[Image point grounding data]
>>>>

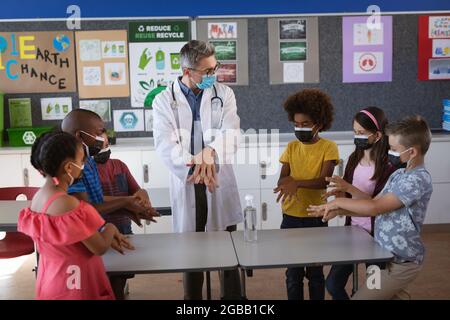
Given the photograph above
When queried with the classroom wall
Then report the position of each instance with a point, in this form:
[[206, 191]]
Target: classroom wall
[[260, 104]]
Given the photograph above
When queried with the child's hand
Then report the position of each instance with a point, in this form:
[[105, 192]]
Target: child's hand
[[333, 192], [121, 242], [327, 211], [149, 214], [287, 188], [338, 184]]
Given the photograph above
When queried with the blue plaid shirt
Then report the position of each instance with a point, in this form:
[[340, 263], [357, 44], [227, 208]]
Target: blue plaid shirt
[[90, 182]]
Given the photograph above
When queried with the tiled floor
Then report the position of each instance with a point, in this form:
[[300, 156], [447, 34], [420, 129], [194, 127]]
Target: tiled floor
[[433, 282]]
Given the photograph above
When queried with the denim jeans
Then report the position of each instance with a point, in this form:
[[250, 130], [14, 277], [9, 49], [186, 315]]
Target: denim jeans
[[294, 276], [338, 277]]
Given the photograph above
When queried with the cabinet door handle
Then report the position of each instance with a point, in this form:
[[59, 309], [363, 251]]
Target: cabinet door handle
[[341, 168], [145, 173], [264, 211], [26, 177], [263, 165]]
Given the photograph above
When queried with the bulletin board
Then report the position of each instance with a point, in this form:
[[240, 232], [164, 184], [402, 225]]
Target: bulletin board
[[293, 48], [230, 37], [34, 62], [260, 104], [434, 44], [102, 64]]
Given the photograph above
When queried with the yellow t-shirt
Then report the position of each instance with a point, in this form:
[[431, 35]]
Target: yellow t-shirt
[[306, 162]]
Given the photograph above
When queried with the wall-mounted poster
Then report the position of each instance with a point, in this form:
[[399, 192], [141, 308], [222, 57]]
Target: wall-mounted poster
[[225, 50], [154, 48], [55, 108], [20, 112], [148, 120], [129, 120], [366, 51], [33, 62], [222, 30], [434, 48], [293, 50], [100, 107], [102, 63], [293, 29], [227, 73]]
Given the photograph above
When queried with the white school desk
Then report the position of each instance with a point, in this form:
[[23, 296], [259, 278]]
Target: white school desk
[[303, 247], [175, 252]]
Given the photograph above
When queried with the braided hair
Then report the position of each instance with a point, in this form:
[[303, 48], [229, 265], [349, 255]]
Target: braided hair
[[51, 149]]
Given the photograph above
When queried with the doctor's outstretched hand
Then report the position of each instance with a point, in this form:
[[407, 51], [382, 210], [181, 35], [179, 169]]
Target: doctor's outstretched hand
[[205, 169], [327, 211]]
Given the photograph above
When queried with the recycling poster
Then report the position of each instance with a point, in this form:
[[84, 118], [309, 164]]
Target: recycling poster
[[154, 51], [102, 64]]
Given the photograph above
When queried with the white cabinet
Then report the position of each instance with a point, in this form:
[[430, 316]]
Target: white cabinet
[[437, 161], [11, 170], [155, 172], [133, 160], [270, 166], [438, 210], [164, 225]]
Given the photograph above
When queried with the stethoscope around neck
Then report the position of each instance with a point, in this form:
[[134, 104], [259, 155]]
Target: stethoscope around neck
[[174, 102], [216, 103]]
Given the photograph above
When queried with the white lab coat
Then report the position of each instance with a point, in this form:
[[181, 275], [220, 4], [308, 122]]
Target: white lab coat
[[224, 208]]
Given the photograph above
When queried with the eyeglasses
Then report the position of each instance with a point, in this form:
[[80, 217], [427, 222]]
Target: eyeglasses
[[210, 71]]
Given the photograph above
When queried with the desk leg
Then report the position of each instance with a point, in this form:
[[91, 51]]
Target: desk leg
[[355, 279], [243, 293], [208, 285]]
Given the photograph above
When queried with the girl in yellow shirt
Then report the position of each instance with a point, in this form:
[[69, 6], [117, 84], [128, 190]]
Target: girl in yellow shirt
[[306, 163]]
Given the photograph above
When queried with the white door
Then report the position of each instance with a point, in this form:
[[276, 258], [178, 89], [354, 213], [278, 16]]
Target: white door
[[271, 213], [32, 177], [133, 160], [11, 174], [155, 173], [246, 168]]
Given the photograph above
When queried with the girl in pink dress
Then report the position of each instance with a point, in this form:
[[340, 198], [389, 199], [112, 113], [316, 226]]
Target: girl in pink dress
[[66, 230]]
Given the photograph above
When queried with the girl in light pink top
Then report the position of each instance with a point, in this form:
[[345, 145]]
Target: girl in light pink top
[[366, 173]]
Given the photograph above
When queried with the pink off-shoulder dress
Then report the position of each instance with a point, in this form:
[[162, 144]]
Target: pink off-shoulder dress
[[67, 269]]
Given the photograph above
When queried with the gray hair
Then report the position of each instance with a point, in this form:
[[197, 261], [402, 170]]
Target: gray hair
[[195, 50]]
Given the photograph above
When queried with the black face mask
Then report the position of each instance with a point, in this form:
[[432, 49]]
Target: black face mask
[[91, 151], [103, 156], [75, 181], [304, 134], [362, 142], [394, 159]]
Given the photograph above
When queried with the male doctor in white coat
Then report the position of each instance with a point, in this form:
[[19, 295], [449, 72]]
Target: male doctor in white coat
[[197, 132]]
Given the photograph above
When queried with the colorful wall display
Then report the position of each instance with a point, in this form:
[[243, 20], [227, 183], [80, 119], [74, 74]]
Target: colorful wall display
[[366, 51], [102, 63], [100, 107], [154, 48], [33, 62], [20, 112], [230, 40], [128, 120], [434, 48], [55, 108], [293, 50]]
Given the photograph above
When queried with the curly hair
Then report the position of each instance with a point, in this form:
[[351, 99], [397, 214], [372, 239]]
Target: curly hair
[[313, 103], [51, 149]]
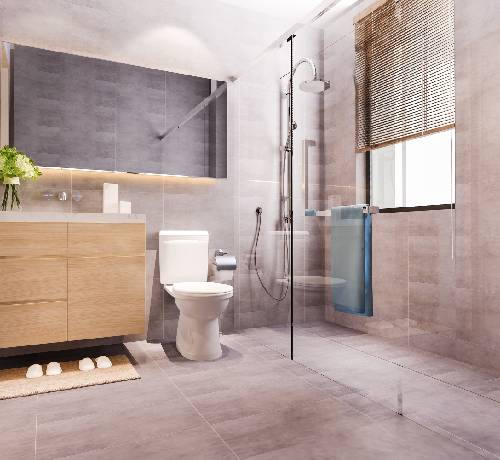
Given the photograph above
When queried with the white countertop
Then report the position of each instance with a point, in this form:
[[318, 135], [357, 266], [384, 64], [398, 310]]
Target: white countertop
[[11, 216]]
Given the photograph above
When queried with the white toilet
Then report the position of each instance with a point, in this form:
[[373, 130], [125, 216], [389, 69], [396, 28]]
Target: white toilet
[[183, 273]]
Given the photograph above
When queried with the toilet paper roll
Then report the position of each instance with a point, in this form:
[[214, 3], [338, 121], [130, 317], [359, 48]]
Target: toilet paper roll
[[225, 262]]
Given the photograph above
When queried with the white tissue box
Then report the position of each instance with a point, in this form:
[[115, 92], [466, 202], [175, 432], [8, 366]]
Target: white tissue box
[[125, 207], [110, 198]]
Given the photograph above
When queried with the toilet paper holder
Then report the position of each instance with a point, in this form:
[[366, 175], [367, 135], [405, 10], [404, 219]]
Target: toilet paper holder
[[223, 261]]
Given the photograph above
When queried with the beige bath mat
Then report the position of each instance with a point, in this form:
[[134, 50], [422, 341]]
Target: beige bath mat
[[13, 382]]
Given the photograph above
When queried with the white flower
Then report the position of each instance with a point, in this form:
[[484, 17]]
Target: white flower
[[23, 163]]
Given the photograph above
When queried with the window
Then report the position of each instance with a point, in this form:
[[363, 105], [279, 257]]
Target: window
[[417, 172], [405, 101]]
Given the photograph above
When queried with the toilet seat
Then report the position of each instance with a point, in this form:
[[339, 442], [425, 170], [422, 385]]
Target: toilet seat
[[206, 289]]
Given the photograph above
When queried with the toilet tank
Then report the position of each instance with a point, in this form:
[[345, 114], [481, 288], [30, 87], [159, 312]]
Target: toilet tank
[[183, 256]]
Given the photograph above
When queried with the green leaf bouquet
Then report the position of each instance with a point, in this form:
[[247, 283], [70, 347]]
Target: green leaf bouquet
[[14, 167]]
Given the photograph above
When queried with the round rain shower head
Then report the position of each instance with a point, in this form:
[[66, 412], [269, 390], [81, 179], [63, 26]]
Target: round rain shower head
[[314, 86]]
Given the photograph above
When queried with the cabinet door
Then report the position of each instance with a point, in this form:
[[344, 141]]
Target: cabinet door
[[105, 296], [33, 323], [33, 273]]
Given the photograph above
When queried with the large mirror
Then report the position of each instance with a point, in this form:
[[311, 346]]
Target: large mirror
[[71, 111]]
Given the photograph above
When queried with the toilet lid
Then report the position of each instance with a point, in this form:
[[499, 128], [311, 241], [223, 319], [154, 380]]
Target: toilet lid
[[201, 289]]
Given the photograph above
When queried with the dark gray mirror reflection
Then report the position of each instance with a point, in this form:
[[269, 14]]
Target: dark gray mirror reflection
[[76, 112]]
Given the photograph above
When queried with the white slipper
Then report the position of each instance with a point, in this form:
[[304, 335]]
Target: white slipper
[[34, 371], [103, 362], [86, 364], [53, 368]]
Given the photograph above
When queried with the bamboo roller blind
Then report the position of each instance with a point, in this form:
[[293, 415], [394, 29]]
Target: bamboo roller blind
[[404, 71]]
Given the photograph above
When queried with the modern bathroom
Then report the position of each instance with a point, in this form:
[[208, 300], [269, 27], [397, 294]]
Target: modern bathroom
[[249, 229]]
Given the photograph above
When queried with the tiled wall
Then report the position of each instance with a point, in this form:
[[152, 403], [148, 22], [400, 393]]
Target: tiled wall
[[76, 112], [435, 273]]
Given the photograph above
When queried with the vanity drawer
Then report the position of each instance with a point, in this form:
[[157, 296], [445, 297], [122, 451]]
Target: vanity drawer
[[106, 239], [33, 323], [32, 239], [33, 279], [105, 296]]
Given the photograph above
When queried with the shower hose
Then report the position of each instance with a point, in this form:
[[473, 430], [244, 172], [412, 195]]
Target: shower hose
[[286, 249]]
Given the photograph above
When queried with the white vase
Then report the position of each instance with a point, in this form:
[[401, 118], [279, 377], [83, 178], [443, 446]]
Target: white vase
[[11, 181]]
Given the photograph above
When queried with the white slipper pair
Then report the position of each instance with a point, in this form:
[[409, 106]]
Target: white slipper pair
[[36, 370], [86, 364]]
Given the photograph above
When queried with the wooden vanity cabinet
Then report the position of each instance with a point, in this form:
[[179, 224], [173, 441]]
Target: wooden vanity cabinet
[[106, 280], [70, 281]]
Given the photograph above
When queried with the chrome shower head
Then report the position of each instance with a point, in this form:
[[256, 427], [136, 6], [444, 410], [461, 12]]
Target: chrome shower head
[[314, 86]]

<<<<

What is expected
Take the entries above and return only the lines from the one with "[[344, 141]]" to the one with "[[409, 106]]", both included, unchanged.

Result below
[[344, 141]]
Target: cabinet door
[[105, 296], [33, 323], [33, 273]]
Given the photograph above
When queried with the large mirror
Then report the position of each instance with a point, in this form:
[[311, 346]]
Target: large mirror
[[71, 111]]
Given the photograph above
When queried with the toilet lid
Then report the position of each instance with a point, in this form:
[[499, 128], [311, 241], [223, 319], [154, 380]]
Target: toilet lid
[[201, 289]]
Given the photograph above
When queried with the dark gray mirror reflection
Then report the position of each instance with a point, in this form:
[[269, 14]]
Target: dark gray mirror reflection
[[76, 112]]
Given the photograph above
When queried with the white slipper
Then report the position of each instance with a point, in this form:
[[304, 335]]
Target: white slipper
[[34, 371], [103, 362], [86, 364], [53, 368]]
Given the photograph above
When queried with the bamboo roller blind
Then report the position of each instance with a point, in this form:
[[293, 415], [394, 29]]
Target: bamboo roller blind
[[404, 71]]
Given the photograph above
When queried with the modern bathroom
Then report the position of each instance with a point, in this form:
[[208, 300], [269, 27], [397, 294]]
Target: modern bathroom
[[249, 229]]
Given the photograph above
When queried with the tiled wall
Then report the position of each instance with a point, in this form:
[[152, 403], [148, 22], [400, 393]]
Target: tiled wall
[[76, 112], [435, 273]]
Given the photograph above
When queried with the vanity drawer
Then report the position of each instance with a point, in this form:
[[157, 296], [445, 297], [122, 451]]
Target: vanity drawer
[[106, 239], [33, 323], [32, 239], [33, 279], [105, 296]]
Given the photograph above
When queried with the shower hose
Then report the position of each instance with a point, in this form:
[[473, 430], [244, 172], [412, 195]]
Target: shower hose
[[286, 249]]
Given the photograph above
When queried with the white vase
Then report the position of each instance with a point, in this form:
[[401, 118], [279, 377], [83, 178], [443, 446]]
Target: white vase
[[11, 181]]
Given the photograph above
When queried with the white slipper pair
Then report the position of each instance with a point, in this form:
[[409, 106]]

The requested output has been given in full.